> [Directions for this task] Output every line of the entries from the line containing "collar, one per instance" through the last, exactly, with no other content.

Records excerpted from a collection:
◇ ◇ ◇ ◇ ◇

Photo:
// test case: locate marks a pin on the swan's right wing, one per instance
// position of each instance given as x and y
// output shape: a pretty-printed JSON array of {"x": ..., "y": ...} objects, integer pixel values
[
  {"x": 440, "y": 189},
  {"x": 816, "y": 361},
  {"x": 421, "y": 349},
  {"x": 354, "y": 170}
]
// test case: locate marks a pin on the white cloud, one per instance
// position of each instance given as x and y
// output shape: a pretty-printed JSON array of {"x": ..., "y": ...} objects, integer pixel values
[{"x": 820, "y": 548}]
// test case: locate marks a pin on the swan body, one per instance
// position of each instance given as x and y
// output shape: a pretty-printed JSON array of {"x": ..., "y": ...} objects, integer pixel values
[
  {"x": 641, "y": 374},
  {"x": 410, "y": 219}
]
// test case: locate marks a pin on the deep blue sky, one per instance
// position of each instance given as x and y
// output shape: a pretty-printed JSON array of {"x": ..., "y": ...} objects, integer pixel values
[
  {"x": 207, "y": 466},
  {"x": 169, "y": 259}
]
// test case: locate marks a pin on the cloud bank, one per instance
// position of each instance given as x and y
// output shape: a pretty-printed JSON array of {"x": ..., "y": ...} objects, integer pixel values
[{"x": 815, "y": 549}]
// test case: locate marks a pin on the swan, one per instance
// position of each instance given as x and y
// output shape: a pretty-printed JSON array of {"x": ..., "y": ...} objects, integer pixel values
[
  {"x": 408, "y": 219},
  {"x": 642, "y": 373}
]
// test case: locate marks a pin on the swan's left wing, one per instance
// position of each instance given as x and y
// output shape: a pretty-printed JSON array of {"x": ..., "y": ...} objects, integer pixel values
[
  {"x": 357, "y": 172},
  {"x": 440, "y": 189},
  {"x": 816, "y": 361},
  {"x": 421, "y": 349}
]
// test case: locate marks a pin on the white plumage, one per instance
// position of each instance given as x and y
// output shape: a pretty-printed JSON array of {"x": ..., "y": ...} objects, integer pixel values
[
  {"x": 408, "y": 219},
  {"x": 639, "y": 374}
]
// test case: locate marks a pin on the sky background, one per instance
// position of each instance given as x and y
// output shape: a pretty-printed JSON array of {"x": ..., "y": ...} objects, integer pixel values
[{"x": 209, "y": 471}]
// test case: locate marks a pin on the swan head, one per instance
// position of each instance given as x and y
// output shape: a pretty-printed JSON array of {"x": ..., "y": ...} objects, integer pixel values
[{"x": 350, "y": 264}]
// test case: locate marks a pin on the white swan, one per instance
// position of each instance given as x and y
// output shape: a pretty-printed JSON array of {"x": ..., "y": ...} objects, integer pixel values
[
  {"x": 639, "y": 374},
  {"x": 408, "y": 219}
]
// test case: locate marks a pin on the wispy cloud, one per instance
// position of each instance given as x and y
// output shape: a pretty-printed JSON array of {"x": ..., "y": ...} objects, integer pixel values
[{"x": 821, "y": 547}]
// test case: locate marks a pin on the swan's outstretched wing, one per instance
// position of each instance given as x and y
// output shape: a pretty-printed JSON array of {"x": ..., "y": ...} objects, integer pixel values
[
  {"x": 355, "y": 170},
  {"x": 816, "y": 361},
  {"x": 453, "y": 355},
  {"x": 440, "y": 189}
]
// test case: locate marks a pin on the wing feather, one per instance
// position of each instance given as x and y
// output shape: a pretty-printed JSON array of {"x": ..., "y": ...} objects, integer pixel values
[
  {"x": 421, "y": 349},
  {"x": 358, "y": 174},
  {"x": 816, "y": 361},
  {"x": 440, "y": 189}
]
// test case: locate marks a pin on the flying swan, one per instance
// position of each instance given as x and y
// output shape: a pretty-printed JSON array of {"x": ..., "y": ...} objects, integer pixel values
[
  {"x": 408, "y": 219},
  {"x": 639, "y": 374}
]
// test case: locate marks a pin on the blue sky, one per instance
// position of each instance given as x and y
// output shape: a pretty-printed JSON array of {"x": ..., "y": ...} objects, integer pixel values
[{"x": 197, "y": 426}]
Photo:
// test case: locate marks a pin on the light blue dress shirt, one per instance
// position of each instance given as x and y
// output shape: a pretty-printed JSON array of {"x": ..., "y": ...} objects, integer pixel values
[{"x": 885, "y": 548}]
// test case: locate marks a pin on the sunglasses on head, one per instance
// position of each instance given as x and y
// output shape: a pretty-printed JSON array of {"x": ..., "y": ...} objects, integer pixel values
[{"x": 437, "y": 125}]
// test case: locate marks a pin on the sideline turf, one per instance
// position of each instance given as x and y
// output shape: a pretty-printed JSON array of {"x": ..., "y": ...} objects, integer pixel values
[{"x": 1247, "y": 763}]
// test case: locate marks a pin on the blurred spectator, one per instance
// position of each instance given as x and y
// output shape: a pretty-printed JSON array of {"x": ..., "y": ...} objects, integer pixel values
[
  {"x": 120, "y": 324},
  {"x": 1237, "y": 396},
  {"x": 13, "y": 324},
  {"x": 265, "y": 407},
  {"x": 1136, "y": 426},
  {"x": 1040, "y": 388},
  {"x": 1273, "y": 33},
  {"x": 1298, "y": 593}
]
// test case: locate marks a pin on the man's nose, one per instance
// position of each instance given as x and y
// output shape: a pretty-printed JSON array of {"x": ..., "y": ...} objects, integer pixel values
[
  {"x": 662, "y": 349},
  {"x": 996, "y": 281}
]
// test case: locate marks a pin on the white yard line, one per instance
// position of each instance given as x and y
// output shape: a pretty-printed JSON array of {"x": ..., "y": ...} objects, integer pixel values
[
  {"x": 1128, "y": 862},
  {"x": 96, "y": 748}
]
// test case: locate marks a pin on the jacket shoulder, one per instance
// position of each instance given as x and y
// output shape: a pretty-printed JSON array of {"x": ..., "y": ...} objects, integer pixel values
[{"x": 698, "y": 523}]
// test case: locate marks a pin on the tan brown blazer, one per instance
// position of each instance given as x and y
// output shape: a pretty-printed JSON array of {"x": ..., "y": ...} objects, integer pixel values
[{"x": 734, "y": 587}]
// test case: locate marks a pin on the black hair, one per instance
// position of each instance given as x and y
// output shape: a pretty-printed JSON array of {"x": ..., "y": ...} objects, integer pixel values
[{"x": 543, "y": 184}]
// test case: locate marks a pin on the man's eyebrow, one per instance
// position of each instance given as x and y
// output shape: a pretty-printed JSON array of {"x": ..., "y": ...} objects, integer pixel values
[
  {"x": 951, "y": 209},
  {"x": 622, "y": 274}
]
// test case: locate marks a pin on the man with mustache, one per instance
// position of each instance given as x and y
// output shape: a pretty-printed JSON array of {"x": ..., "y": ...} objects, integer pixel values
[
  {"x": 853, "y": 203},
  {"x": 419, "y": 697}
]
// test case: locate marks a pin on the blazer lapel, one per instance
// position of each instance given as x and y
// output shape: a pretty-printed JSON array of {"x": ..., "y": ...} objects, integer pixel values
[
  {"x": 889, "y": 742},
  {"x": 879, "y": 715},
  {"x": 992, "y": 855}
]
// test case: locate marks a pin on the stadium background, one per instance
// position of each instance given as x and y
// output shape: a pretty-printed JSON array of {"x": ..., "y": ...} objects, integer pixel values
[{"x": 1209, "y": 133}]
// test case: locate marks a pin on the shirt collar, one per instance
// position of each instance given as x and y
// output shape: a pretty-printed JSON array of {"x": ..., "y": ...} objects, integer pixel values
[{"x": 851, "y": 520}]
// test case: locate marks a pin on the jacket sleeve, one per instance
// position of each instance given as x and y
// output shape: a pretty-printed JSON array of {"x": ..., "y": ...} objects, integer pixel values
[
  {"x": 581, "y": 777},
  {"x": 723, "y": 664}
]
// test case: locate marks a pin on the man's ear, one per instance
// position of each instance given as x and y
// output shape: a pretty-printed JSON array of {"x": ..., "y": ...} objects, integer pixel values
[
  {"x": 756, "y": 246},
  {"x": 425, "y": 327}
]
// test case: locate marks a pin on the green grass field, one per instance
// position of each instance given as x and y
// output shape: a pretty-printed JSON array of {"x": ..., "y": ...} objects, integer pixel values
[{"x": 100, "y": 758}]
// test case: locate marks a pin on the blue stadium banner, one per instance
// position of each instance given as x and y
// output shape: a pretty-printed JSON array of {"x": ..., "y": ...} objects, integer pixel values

◇ ◇ ◇ ◇ ◇

> [Exercise result]
// test case: locate marks a pin on the shirt collar, one per instance
// position of each instance given as x and y
// output shape: a pretty-printed JSON array of {"x": ..., "y": ...} objects, integer pixel values
[{"x": 851, "y": 520}]
// test case: locate marks a pin on the jacket sleeve, one per instance
// position of each instance given as x and y
// output shape: a pretty-printed JSON array of {"x": ..., "y": ...} objects, integer pixel values
[
  {"x": 581, "y": 777},
  {"x": 723, "y": 664}
]
// test case: locate marks a pin on the man's ear, one per instance
// position of each instance given as x and y
// output shape: a pretty-printed JSON array of {"x": ..., "y": ...} objects, integer pixel values
[
  {"x": 756, "y": 246},
  {"x": 425, "y": 327}
]
// test case: locate marks a pin on the green grass field, one per instance
// position of each instance given as x and y
// output shape: a pretty-printed JSON array of {"x": ..., "y": ...} objects, integer pixel values
[{"x": 100, "y": 758}]
// test case: locate marks a pin on the blue stadium banner, one per instance
// position of each instance given as x and y
// output shape: a pretty-printed JSON array of {"x": ..., "y": ...} objects, integer pixel values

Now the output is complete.